═════ DATA FOR THE TASK

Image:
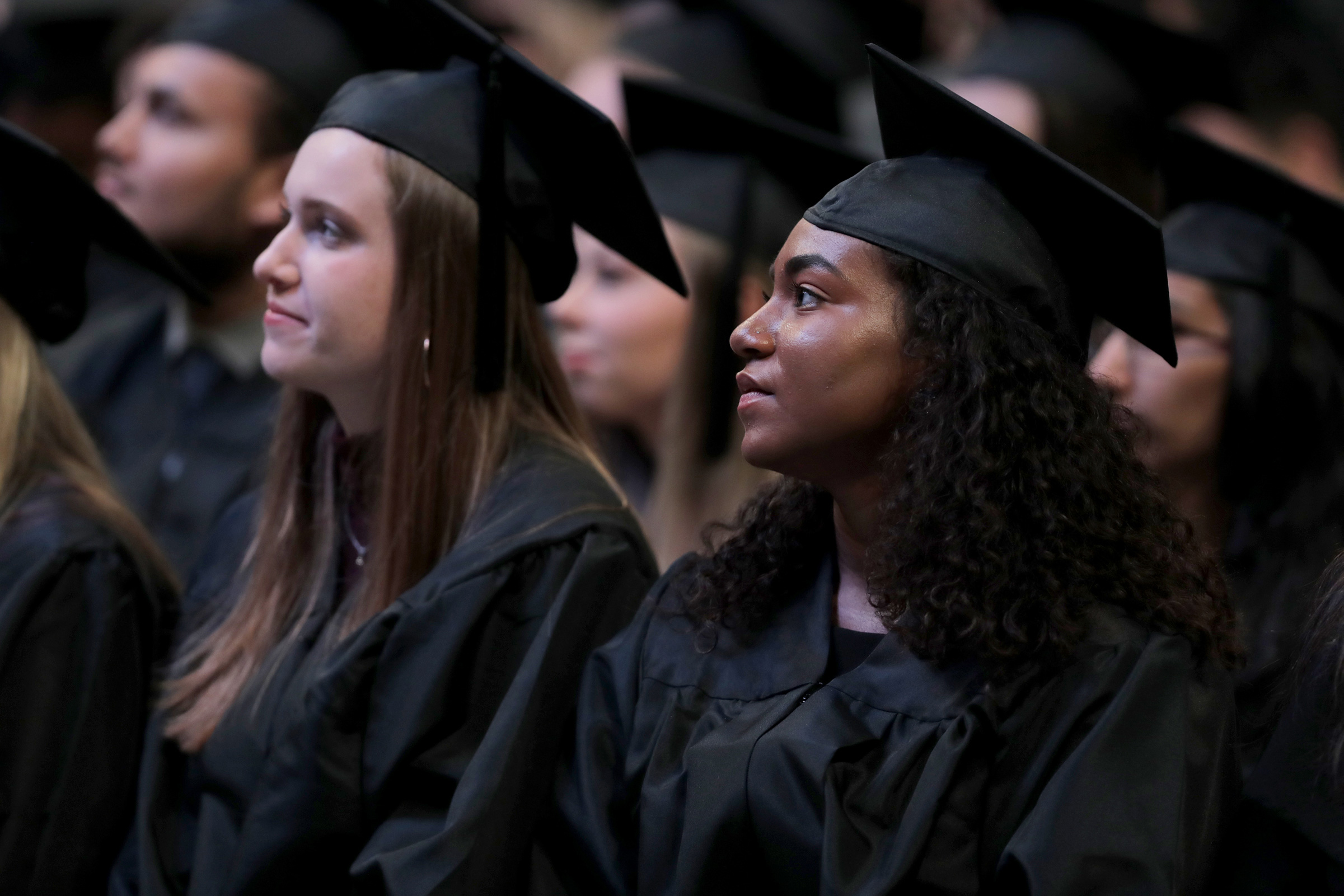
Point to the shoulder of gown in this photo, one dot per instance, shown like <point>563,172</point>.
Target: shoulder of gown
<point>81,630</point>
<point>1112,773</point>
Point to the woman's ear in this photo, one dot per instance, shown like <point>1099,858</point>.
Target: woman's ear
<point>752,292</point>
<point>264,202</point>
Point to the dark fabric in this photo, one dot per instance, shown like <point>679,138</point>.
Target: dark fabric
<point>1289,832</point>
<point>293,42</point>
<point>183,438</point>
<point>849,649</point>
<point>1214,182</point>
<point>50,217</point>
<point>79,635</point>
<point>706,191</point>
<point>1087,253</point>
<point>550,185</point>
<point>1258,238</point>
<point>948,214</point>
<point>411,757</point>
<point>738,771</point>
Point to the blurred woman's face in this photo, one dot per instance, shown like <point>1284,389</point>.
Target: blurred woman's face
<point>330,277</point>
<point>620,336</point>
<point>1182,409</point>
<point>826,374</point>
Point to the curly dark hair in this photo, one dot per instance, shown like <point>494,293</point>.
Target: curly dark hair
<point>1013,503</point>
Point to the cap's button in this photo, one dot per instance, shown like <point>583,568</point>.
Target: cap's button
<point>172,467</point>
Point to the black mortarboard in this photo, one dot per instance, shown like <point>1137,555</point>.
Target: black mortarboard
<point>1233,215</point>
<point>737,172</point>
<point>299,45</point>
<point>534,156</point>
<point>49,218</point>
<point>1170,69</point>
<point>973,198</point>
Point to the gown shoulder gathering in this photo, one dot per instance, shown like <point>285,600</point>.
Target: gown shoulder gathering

══════════

**TASK PROMPT**:
Rewrite everything from the line containing "Point to the black" down to the end of the records, requests included. Multiply each point coordinate in the answers by 0.45 and round to a whole number, with halves rounded up, but leave the numbers in the requests and their format samples unchanged.

**OUTPUT OF THE EXERCISE**:
Point to the black mortarboard in this photo, one dot per instance, shown like <point>1137,555</point>.
Target: black mortarboard
<point>555,97</point>
<point>332,77</point>
<point>135,20</point>
<point>240,70</point>
<point>22,98</point>
<point>527,31</point>
<point>438,89</point>
Point to the gown shoulder gathering in this photo, one dot per instance, shown like <point>285,600</point>.
Target: gown shoulder gathering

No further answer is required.